# Extracted data
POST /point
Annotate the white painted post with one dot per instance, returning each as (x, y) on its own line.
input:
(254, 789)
--
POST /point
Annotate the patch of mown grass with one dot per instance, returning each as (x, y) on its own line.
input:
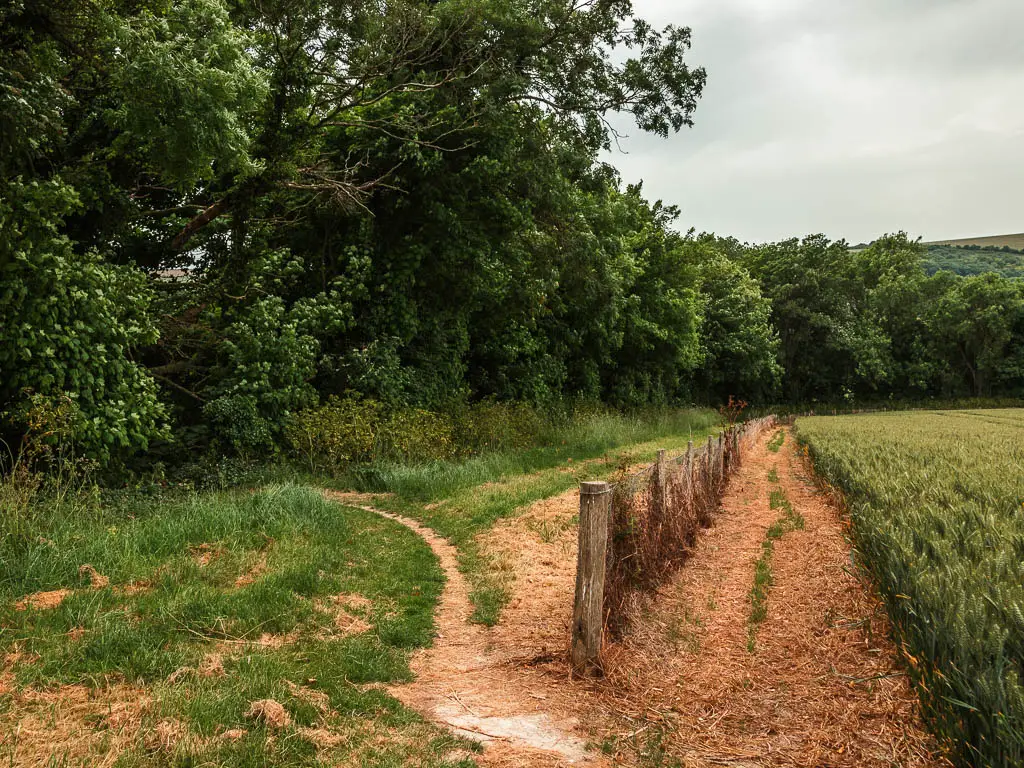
...
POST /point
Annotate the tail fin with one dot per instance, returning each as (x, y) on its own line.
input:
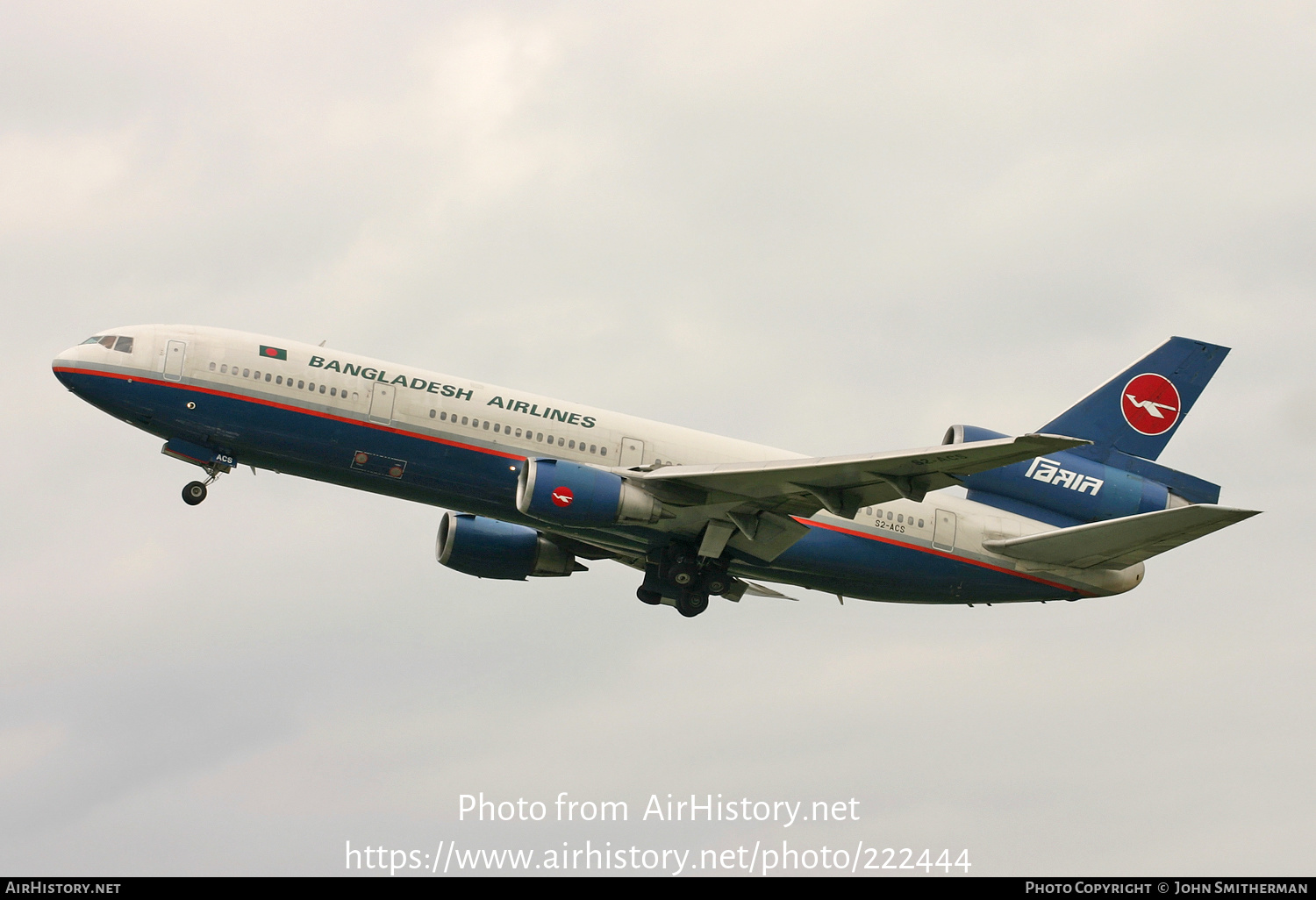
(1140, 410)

# What to produce
Show each line of the records above that contains the word "returning". The match is case-sensitive.

# Written response
Annotate the white painted post with one dot per instance, returning each as (x, y) on its own line.
Annotate the patch of mown grass with one dot per instance, returning each as (x, y) on its own line.
Annotate the tail fin with one dot per instance, returning each as (x, y) on its own line.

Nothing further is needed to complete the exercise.